-- start Records for this task --

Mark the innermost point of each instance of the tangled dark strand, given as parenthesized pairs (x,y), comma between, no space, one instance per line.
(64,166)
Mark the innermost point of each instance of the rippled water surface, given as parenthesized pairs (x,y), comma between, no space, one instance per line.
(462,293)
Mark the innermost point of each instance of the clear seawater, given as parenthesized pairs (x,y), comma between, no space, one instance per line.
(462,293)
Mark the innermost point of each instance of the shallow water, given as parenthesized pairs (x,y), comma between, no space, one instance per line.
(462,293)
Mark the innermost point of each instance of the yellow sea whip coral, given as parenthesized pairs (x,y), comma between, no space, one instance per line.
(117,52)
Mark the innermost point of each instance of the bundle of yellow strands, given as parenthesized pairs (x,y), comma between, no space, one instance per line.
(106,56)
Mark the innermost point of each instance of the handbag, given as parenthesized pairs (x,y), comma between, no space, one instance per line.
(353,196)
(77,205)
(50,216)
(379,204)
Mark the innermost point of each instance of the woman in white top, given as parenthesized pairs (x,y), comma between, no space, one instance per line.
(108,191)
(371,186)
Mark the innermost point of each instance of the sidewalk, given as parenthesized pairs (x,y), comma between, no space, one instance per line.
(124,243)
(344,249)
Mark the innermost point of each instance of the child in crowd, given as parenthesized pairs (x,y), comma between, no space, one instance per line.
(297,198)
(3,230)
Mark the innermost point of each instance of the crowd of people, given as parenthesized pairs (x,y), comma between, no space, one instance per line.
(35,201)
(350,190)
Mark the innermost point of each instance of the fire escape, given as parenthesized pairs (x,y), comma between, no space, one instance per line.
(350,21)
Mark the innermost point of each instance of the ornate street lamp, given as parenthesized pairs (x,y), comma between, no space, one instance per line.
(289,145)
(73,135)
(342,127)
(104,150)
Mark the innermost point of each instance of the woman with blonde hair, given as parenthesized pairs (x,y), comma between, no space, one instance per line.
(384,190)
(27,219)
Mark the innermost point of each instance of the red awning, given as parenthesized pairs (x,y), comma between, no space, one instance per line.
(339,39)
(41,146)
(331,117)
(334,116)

-- end Records for this task --

### What is expected
Give the part of the entries above that opens with the line containing "Mark the innermost point of each instance of the woman with" and closes with the final line of the entries as a numbered list, leaving out blank lines.

### Result of the exercise
1. Mark the innermost point of each instance of the woman with blonde hair, given as parenthesized pairs (x,y), comma between, no space, one instance per line.
2. (384,190)
3. (27,219)
4. Mark the innermost point of each instance of the red awning, given as parenthesized pairs (x,y), comma between, no space, one instance per line.
5. (339,39)
6. (41,146)
7. (331,117)
8. (334,116)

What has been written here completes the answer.